**Exercise requirements**
Copy the entries below, renaming "Target" to "Label" wherever it appears and leaving everything else the same.

# start of Dataset content

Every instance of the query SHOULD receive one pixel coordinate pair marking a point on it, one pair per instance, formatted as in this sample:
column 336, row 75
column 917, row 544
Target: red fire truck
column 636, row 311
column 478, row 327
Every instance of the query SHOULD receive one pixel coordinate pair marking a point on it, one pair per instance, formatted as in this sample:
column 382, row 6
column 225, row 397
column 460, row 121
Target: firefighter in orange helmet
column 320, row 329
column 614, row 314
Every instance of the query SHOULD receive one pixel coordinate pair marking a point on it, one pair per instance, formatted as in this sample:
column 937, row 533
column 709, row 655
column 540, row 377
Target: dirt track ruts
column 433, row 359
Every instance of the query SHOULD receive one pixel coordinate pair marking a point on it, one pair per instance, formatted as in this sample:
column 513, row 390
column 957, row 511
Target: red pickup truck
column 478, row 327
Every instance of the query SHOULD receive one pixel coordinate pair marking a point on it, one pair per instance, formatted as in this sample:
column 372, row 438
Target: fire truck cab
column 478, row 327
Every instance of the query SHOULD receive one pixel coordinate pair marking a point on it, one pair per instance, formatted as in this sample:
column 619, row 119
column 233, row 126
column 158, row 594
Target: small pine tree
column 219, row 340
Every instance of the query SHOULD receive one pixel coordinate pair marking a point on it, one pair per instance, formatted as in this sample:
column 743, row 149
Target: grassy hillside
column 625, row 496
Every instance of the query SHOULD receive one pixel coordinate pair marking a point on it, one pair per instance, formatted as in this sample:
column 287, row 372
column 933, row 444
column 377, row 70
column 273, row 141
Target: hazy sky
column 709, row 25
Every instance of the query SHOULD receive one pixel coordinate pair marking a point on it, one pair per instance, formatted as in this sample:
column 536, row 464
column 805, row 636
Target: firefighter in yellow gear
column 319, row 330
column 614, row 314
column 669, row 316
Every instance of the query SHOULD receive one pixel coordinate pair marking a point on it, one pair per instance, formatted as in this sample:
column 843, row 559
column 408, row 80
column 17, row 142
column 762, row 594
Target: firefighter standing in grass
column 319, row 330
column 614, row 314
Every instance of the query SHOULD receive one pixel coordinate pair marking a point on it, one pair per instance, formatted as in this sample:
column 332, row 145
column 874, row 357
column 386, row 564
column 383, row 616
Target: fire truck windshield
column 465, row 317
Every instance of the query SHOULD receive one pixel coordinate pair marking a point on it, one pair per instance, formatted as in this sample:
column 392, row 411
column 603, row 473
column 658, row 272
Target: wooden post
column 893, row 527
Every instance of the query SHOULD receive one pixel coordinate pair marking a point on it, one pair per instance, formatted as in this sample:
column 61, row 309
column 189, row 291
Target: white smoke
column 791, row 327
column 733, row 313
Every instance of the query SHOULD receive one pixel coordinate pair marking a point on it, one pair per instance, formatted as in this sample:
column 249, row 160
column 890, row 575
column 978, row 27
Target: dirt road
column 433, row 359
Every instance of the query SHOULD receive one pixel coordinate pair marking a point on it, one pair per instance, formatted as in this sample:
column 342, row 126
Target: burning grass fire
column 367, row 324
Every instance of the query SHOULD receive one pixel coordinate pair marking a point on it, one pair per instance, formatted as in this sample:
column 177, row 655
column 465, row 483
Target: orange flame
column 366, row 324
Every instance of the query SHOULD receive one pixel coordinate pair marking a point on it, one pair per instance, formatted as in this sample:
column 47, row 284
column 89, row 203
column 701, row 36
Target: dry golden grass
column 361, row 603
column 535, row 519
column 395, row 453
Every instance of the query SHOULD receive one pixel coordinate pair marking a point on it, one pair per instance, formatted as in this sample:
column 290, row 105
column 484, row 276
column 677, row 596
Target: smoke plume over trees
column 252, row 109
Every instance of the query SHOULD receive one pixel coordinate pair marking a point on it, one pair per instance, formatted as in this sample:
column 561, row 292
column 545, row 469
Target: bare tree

# end of Dataset content

**Solution below**
Every instance of the query SHOULD receive one pixel coordinate pair marking a point on it, one pair per instance, formatted as in this sample:
column 336, row 75
column 917, row 544
Label: red fire truck
column 636, row 311
column 478, row 327
Every instance of the query SHOULD receive one pixel coordinate pair marking a point on it, one pair per instance, formatted as in this sample:
column 382, row 6
column 225, row 397
column 460, row 121
Label: firefighter in orange helmet
column 320, row 329
column 614, row 314
Every instance of the query SHOULD receive one pixel coordinate pair marking a point on it, one pair per instance, formatted as in this sample:
column 937, row 533
column 709, row 655
column 540, row 377
Label: dirt track ruts
column 433, row 359
Every instance of the query SHOULD receive one pixel coordinate pair marking a point on it, one pair per instance, formatted as in this sample:
column 513, row 390
column 957, row 511
Label: red pickup truck
column 478, row 327
Every instance of the query SHOULD receive one pixel coordinate pair marking a point on it, one pair per instance, formatted as in this sample:
column 372, row 438
Label: fire truck cab
column 478, row 327
Every instance of the query SHOULD receive one pixel coordinate pair marking a point on it, one pair per instance, formatted as in this sample:
column 619, row 119
column 233, row 126
column 158, row 594
Label: small pine tree
column 219, row 340
Every instance of the query SHOULD receive one pixel coordinate pair marking a point on it, one pair per instance, formatted as in this sample:
column 743, row 149
Label: grassy hillside
column 625, row 496
Every instance of the query SHOULD receive one pixel coordinate pair marking a point on it, one pair per instance, formatted as in this sample:
column 287, row 372
column 933, row 444
column 377, row 70
column 273, row 141
Label: hazy sky
column 709, row 25
Every instance of the query SHOULD receive one pixel coordinate pair marking a point on it, one pair per instance, formatted as in this sample:
column 536, row 464
column 805, row 636
Label: firefighter in yellow gear
column 319, row 330
column 614, row 314
column 669, row 316
Every instance of the query SHOULD receive one pixel coordinate pair marking a point on it, one pair per instance, formatted as in this sample:
column 843, row 559
column 408, row 80
column 17, row 142
column 762, row 594
Label: firefighter standing in grass
column 319, row 330
column 614, row 314
Every instance of the query SHOULD receive one pixel coordinate pair marking a point on it, one pair per instance, formatted as in this sample:
column 332, row 145
column 874, row 357
column 386, row 564
column 383, row 616
Label: fire truck windshield
column 465, row 317
Every instance of the query SHOULD receive one pixel coordinate pair marking a point on it, one pair per instance, formatted as in this sample:
column 392, row 411
column 603, row 473
column 658, row 272
Label: wooden post
column 893, row 527
Every instance of the query SHOULD receive one pixel coordinate pair marking a point on it, one pair per instance, formatted as in this sample:
column 61, row 309
column 189, row 291
Label: white smoke
column 791, row 327
column 733, row 313
Every instance of the query SHOULD receive one pixel coordinate pair marking a point on it, one pair per instance, formatted as in this sample:
column 249, row 160
column 890, row 575
column 978, row 27
Label: dirt road
column 433, row 359
Every instance of the query SHOULD receive one pixel coordinate pair marking a point on it, one pair per instance, formatted as in this sample:
column 342, row 126
Label: burning grass fire
column 367, row 324
Every instance of the query SHOULD receive one pixel coordinate pair marking a point on it, one pair per instance, formatted as in this sample:
column 177, row 655
column 465, row 483
Label: orange flame
column 366, row 324
Every instance of the query SHOULD receive one pixel coordinate pair marking a point on it, one pair per instance, formatted as in this sample:
column 47, row 284
column 89, row 203
column 701, row 36
Label: dry golden grass
column 361, row 603
column 535, row 519
column 395, row 453
Every instance of the query SHOULD receive one pixel coordinate pair marking a point on it, one pair per instance, formatted as in this sample:
column 290, row 105
column 484, row 276
column 677, row 596
Label: smoke plume over trees
column 252, row 109
Every instance of the query SHOULD receive one pixel coordinate pair marking a point on it, one pair per instance, formatted as in this sample:
column 561, row 292
column 545, row 469
Label: bare tree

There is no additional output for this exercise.